On his second dive of the day, J’s transmitter o-ring gave out. Skiff driver Joji quickly whisked him back to NAI’A to change it after the rest of them started without him. On their way back out, J asked Joji to drop him on a manta, which he could then ride out to rejoin the group. When the pulled up over the rising column of bubbles of the divers below, J waited for Joji to count him in… realizing that he was the only one there and could drop in whenever he wanted to, he rolled in laughing at himself. As soon as J dropped down, he spotted Greg pointing out a manta. Ask and you shall receive!

DATA BLOCK =>
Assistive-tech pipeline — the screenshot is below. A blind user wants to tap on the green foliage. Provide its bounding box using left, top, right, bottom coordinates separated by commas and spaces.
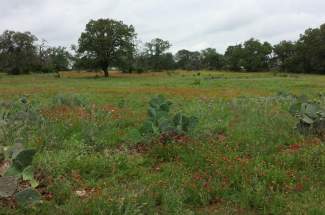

PARTS OF THE EXERCISE =>
1. Summarize the dive account above in two sentences.
2. Write the next part of the dive account, picking up right after its final sentence.

SOLVED TASKS =>
1. J's transmitter o-ring failed on his second dive of the day, so skiff driver Joji took him back to NAI'A to change it while the rest of the group started without him. On the way back out, J asked to be dropped on a manta, rolled in laughing once he realized no one needed to count him in, and right away spotted Greg pointing out a manta.

2.
Try as they might, the starboard skiff did not see a manta that day. We felt bad for them, but of course, we’re diving in the ocean, not Sea World, thank goodness, and there are no guarantees. Well, almost none, but we’ll come to that later…
Another bumpy overnight journey took us to Namena Marine Reserve that night with a first dive at Schoolhouse. Joshua led the port skiff out into the blue to search for hammerheads. In the back of his mind, he was aware that our divers had seen a school of 38 last week at that site. After more than five minutes staring at nothing, he turned back towards the reef. Just as the group returned, Karen frantically started pointing down. Luckily Greg saw her and alerted the group by shaking his rattle as several hammerheads emerged from the blue heading directly towards them. They then turned back and joined a monster swarm of 40-50 of these agile hunters! Rather than simply check us out and disappear, they hung around and the group swam with them for 12 solid minutes! On numerous occasions, several inquisitive males would break off from the group and snake towards the divers before returning to the school. It was an underwater experience of a lifetime and these were the first hammerhead sharks J and Linda P had ever seen!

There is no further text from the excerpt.